◆ ACTIVITY:
Reproduce the passage on Ruth Whippman's masculinity column word for word, starting with "It’s not clear" and going on through "was in BoyMom?".

◆ GIVEN PASSAGE:
-*-

“We Can Do Better Than ‘Positive Masculinity,” wrote Ruth Whippman in the New York Times yesterday:
Perhaps it’s a predictable irony that in an election cycle that could realistically deliver the first female president, so much of the commentary has been about men. Or rather, not about men exactly, but about “masculinity.” Because somehow, in 2024, we still find ourselves unable to talk about men and boys without using masculinity as the basic frame of reference.
The bottom of the page read: “Ruth Whippman is the author of ‘BoyMom: Reimagining Boyhood in the Age of Impossible Masculinity.’” The release date is June 4, 2024. A person who just published a book with “masculinity” in the title was groaning at the “predictable irony” of discussing the term so near to a possible Kamala Harris win. “I am angry to be experiencing the exact situation I asked for” could have been the lede, but this is a column about male stereotypes, so elsewhere it went. But where?
It’s not clear at first. “Masculinity has had an unfairly bad rap, its proponents argue, becoming permanently shackled to the word ‘toxic,’” Whippman writes. “Positive masculinity is an attempt to rebrand and reinstate it for the next generation.” The next passages express obligatory revulsion toward the horror-dude Trump/Vance duo, and though try-hard Tim Walz gets better grades, he still annoys because only by loading speech with “sports metaphors and gun references” does Walz earn “the social leeway for his more feminist sensibilities.” If these are the available archetypes for the next generation of boys, Whippman considers, “we might do better to ditch the masculinity rhetoric altogether.”
Interesting! And replace it with what? The Times piece word-saladed to a close without really saying. Maybe the answer was in BoyMom?

-*-

◆ EXCERPTED DATA:
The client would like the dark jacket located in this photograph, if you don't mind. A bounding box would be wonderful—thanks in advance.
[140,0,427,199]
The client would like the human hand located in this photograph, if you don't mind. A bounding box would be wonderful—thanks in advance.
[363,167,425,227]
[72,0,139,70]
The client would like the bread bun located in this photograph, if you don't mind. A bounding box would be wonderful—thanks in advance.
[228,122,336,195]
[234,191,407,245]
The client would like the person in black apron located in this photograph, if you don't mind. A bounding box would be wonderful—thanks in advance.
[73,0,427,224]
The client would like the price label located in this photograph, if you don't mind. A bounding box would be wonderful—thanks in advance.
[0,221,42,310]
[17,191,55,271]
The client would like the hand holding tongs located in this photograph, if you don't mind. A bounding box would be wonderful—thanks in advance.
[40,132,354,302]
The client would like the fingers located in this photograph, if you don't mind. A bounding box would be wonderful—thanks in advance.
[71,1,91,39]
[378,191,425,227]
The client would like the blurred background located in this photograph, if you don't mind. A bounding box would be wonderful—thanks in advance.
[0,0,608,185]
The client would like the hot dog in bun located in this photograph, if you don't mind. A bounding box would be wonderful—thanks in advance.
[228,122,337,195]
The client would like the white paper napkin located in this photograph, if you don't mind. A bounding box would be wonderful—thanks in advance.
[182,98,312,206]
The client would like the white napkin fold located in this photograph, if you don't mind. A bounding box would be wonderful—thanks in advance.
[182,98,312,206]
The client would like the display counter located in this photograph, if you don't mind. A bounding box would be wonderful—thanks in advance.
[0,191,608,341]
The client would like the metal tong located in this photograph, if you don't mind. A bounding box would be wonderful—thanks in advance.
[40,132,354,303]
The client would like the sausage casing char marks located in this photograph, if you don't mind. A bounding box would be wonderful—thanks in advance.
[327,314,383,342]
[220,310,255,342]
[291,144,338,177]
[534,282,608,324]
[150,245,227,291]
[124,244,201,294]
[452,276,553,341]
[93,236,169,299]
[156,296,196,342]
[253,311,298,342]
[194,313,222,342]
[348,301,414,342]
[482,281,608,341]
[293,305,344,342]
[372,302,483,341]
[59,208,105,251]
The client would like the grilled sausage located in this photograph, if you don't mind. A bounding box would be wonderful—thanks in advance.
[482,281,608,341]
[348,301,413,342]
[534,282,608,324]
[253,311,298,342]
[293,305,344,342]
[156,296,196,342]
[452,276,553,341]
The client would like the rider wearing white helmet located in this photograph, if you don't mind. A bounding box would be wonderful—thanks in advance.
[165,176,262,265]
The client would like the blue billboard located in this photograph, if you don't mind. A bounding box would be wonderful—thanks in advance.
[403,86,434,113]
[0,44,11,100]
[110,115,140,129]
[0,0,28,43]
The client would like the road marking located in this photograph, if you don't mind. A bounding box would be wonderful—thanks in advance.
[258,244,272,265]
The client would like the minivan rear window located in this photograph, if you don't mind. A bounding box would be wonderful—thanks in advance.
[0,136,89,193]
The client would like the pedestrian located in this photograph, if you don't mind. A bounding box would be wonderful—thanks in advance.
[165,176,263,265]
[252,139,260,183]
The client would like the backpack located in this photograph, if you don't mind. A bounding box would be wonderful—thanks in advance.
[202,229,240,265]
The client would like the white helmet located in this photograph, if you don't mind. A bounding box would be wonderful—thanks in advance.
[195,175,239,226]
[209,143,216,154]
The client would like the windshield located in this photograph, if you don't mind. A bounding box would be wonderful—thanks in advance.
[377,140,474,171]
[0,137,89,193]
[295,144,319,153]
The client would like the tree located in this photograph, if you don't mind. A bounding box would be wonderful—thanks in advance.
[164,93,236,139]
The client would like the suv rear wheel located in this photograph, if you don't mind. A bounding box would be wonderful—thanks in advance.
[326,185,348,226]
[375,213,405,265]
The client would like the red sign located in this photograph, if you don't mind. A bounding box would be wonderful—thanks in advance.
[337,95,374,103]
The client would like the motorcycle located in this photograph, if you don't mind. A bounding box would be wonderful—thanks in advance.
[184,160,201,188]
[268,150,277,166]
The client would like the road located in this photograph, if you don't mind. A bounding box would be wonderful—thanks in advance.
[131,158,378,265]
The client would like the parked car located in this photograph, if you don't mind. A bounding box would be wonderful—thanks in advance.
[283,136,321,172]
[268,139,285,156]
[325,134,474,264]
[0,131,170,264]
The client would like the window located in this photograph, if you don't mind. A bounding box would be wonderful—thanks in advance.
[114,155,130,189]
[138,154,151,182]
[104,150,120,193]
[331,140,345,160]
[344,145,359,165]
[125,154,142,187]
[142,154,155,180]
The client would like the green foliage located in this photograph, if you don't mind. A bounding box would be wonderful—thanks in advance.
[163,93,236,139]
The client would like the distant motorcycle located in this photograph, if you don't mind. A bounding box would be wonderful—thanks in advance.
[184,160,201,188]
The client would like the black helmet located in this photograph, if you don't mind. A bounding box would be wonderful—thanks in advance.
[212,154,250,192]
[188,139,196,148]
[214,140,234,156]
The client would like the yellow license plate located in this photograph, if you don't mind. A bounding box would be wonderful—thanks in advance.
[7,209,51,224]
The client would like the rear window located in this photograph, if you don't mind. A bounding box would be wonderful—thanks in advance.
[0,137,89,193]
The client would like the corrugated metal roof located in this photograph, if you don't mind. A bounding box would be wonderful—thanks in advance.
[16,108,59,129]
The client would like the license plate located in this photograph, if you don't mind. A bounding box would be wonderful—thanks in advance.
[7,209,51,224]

-*-

◆ ANSWER BELOW:
It’s not clear at first. “Masculinity has had an unfairly bad rap, its proponents argue, becoming permanently shackled to the word ‘toxic,’” Whippman writes. “Positive masculinity is an attempt to rebrand and reinstate it for the next generation.” The next passages express obligatory revulsion toward the horror-dude Trump/Vance duo, and though try-hard Tim Walz gets better grades, he still annoys because only by loading speech with “sports metaphors and gun references” does Walz earn “the social leeway for his more feminist sensibilities.” If these are the available archetypes for the next generation of boys, Whippman considers, “we might do better to ditch the masculinity rhetoric altogether.”
Interesting! And replace it with what? The Times piece word-saladed to a close without really saying. Maybe the answer was in BoyMom?